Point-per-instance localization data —
::::::::

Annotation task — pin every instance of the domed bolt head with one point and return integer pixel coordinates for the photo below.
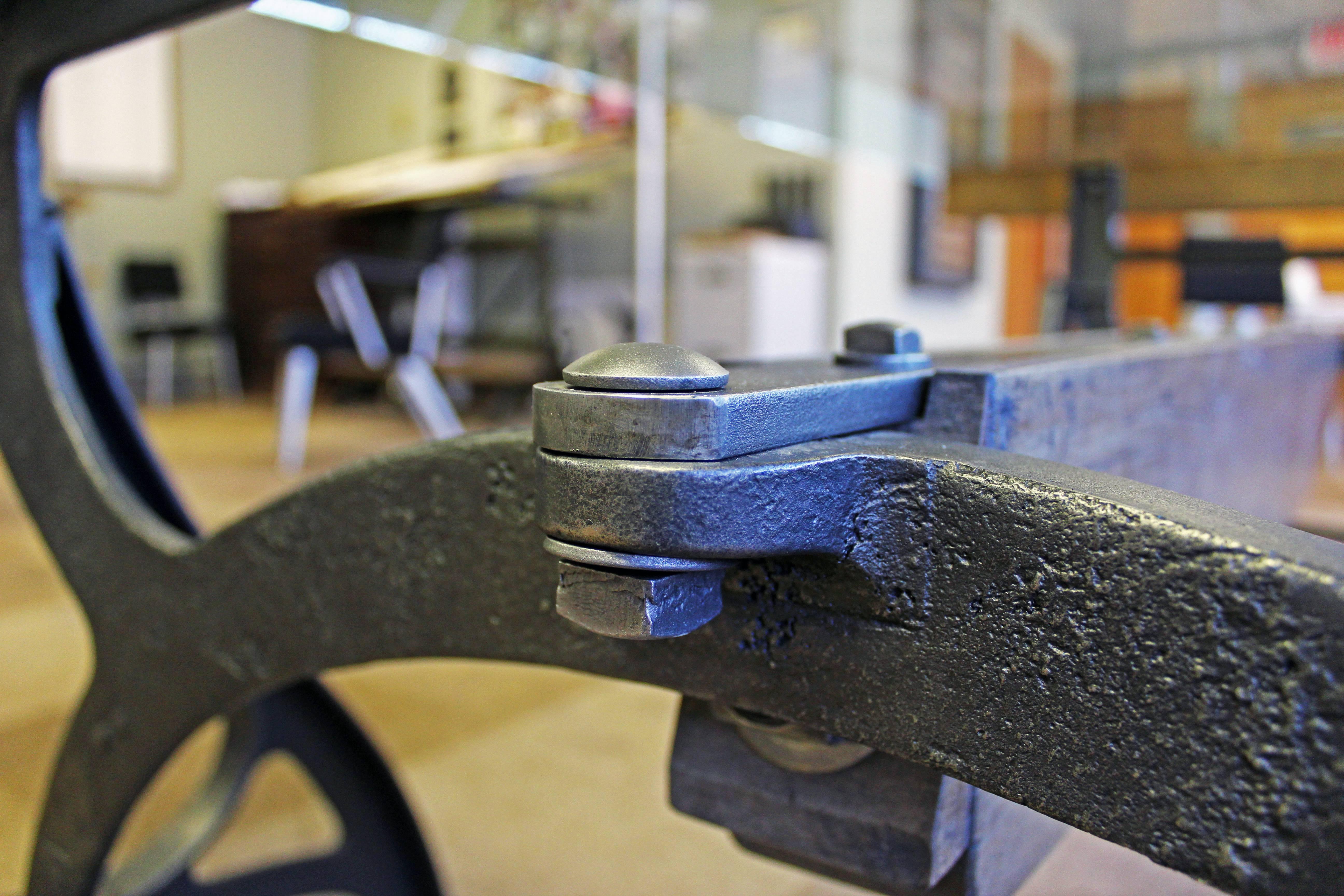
(646, 367)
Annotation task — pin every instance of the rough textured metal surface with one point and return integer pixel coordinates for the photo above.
(1234, 422)
(646, 367)
(892, 825)
(764, 406)
(1229, 629)
(639, 605)
(1053, 633)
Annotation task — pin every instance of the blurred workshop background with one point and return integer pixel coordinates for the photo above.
(314, 232)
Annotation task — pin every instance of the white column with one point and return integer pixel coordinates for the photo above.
(651, 163)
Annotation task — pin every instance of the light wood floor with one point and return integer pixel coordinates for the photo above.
(526, 781)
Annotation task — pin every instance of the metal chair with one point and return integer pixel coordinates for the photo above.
(351, 313)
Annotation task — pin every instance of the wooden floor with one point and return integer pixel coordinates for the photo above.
(526, 781)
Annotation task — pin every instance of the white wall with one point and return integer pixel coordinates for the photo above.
(245, 111)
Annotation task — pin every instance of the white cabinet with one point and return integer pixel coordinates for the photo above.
(751, 295)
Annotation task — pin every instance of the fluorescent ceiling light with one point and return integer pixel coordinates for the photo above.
(783, 136)
(306, 13)
(397, 36)
(393, 34)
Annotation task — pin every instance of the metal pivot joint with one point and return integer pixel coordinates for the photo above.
(648, 402)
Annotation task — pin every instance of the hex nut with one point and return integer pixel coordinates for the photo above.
(882, 338)
(893, 347)
(639, 606)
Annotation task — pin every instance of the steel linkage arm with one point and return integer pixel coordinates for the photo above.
(1146, 667)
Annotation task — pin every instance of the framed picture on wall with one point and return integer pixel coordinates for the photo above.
(111, 120)
(943, 246)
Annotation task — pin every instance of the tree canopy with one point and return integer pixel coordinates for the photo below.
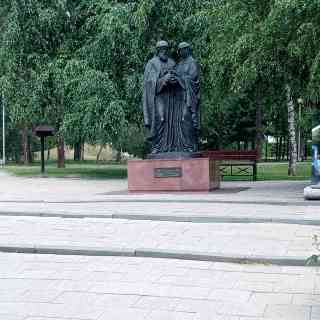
(78, 65)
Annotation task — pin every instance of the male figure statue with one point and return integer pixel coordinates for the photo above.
(158, 99)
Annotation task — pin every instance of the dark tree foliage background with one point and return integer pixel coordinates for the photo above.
(78, 65)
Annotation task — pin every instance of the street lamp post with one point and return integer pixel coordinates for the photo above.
(3, 132)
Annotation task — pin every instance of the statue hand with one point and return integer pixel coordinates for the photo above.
(167, 77)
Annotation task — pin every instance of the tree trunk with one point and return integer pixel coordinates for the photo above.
(77, 151)
(118, 156)
(292, 134)
(266, 150)
(82, 151)
(99, 152)
(259, 128)
(30, 154)
(61, 154)
(24, 141)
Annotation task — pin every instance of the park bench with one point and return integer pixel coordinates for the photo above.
(235, 163)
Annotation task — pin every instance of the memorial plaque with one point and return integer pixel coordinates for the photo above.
(167, 172)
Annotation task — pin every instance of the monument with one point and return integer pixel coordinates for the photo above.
(171, 107)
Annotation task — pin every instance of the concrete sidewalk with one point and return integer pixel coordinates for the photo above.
(229, 240)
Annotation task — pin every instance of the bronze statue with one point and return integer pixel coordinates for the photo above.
(171, 102)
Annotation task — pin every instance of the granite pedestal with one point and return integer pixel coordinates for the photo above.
(193, 174)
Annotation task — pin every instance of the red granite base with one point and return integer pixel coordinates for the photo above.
(195, 174)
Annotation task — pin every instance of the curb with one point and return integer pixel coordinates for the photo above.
(168, 218)
(248, 202)
(151, 253)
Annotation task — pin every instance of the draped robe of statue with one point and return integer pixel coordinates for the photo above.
(187, 104)
(171, 111)
(158, 105)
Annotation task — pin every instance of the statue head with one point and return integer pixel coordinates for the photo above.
(162, 50)
(184, 50)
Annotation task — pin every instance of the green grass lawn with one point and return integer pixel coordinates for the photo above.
(89, 169)
(81, 170)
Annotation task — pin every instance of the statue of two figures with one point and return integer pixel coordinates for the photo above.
(171, 99)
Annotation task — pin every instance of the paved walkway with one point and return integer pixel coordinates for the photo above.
(269, 240)
(47, 287)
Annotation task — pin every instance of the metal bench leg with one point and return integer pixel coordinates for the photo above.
(255, 171)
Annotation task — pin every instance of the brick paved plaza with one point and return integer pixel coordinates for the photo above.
(92, 221)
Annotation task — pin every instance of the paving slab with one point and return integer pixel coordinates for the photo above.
(152, 289)
(159, 237)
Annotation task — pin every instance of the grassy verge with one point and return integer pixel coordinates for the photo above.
(89, 169)
(79, 170)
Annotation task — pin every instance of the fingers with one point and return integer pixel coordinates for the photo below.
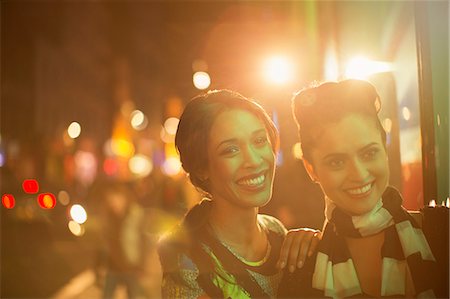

::::::::

TASK ITEM —
Exact copy, no pictures: write out all the records above.

YOUR SOLUTION —
Annotation task — pin every instance of the domed bolt head with one point and return integer pixel coordinates for the photo below.
(646, 367)
Annotation task — pin every instance of the rough textured metal surface with one point and return integer pixel coordinates for the photo above.
(1234, 422)
(646, 367)
(892, 825)
(764, 406)
(1229, 629)
(639, 605)
(1053, 633)
Annotation task — pin every instance of the blurred workshop background with one point and return integer pixel coordinates for the photo above.
(314, 232)
Annotation task — pin every instance of the white column with one point and return integer pixel coordinates for the photo above.
(651, 163)
Annotation task — pin every instance of the light wood floor with one point and return integer pixel coordinates for the photo above.
(526, 781)
Annotation task — pin every instance of the metal chair with one point and return integer pixel coordinates for the photo above.
(351, 313)
Annotation task — pin every instance of the wooden floor with one point and return integer pixel coordinates for the photo above.
(526, 781)
Annotation task — pin every instance of the white wall with one point and return integer pixel coordinates for the photo above.
(245, 111)
Annotation task — pin every instance of the white cabinet with one point and return integer pixel coordinates for the photo above.
(751, 295)
Annotation task — pin every instance of the fluorescent ceiling light with one point and return integer pixel coordinates for the photo above.
(783, 136)
(306, 13)
(397, 36)
(393, 34)
Annotation task — pin every instance of the metal pivot joint with one point and return integer pixel coordinates for the photo above.
(648, 402)
Annotation task — pin every instance of the hex nut with one point and return integer pixel coordinates for the photo above.
(882, 338)
(893, 347)
(639, 606)
Annotation task — pin every instance of the steel linkage arm with one point and return integer pixel coordinates for the photo above.
(1146, 667)
Annotation task — pin every instance of the framed picture on wall with one point and return integer pixel coordinates for the photo above.
(111, 120)
(943, 246)
Annotation task — pin every instance of the tree canopy with one point and return integer pixel coordinates for the photo below.
(78, 65)
Annotation task — pin every instance of the male figure statue with one point and return integer pixel coordinates for the photo above.
(158, 99)
Annotation task — pin every instance of the dark tree foliage background with one point and return integer pixel coordinates for the photo above.
(78, 65)
Annotation task — pin every instance of the street lamp post with one point and return integer pixel coordinates for the photo above.
(3, 132)
Annotation task — pin every instance of the statue hand with one point and return integer pixel coordinates for the photo above.
(167, 77)
Annotation task — pin every instance of the tree trunk with one point and return integer pixel coordinates for the photo above.
(77, 151)
(118, 156)
(292, 134)
(266, 150)
(82, 151)
(99, 152)
(259, 128)
(30, 154)
(61, 154)
(24, 141)
Annotation task — pin every instance of the park bench with one point and return integer pixel coordinates for the photo above.
(235, 163)
Annotation task — pin every instance of the memorial plaque with one point and return integer pixel coordinates for the photo above.
(167, 172)
Annotation task — pin every instance of the monument with one point and return integer pixel coordinates for the photo above.
(171, 107)
Annotation task — pin every instance of the concrete sidewalk with one point and return integer pixel coordinates for the photo above.
(229, 240)
Annotation task — pin every instance of the bronze statue with one point and return integer pixel coordinates for the photo above.
(171, 102)
Annotation task — pin every instance of the granite pedestal with one point and return integer pixel coordinates for the photo above.
(193, 174)
Annotation task — pin every instance of the red granite base with one point and return integer pixel coordinates for the photo above.
(195, 174)
Annotation task — pin every instance of the curb with one point and return integer pixel coordinates for the photo above.
(168, 218)
(248, 202)
(151, 253)
Annotation task — pin every instance of the draped robe of statue with one point and return integer pixel coordinates for the photo above.
(187, 104)
(171, 111)
(158, 105)
Annotation task — pin every instance of the statue head with one point and return integer pixel coordinates for the photo above.
(162, 50)
(184, 50)
Annotation task — pin every instance of the green grass lawn with one point and return integer pixel coordinates for the photo above.
(89, 169)
(81, 170)
Annotation task — pin every instance of the statue of two figures with one point and return integer pixel coordinates for the photo above.
(171, 99)
Annotation task — pin every instance of the paved walkway with one point and return integer pixel coordinates for the photo above.
(269, 240)
(47, 287)
Annotation task — pin every instance of the metal bench leg with one point and return integer pixel coordinates for the photo above.
(255, 171)
Annotation task — pin every instance of the brick paved plaza with one point and return integer pixel coordinates for the photo above.
(92, 221)
Annotation task — pin every instance of the paving slab with one point and return integer pixel coordinates for the photo above.
(152, 289)
(159, 237)
Annotation task — pin every instance of the grassy verge with one point and return integer pixel coordinates for the photo above.
(89, 169)
(79, 170)
Annotation task — pin every instance of the fingers with one point and return integer pixel coordinates for the photo below.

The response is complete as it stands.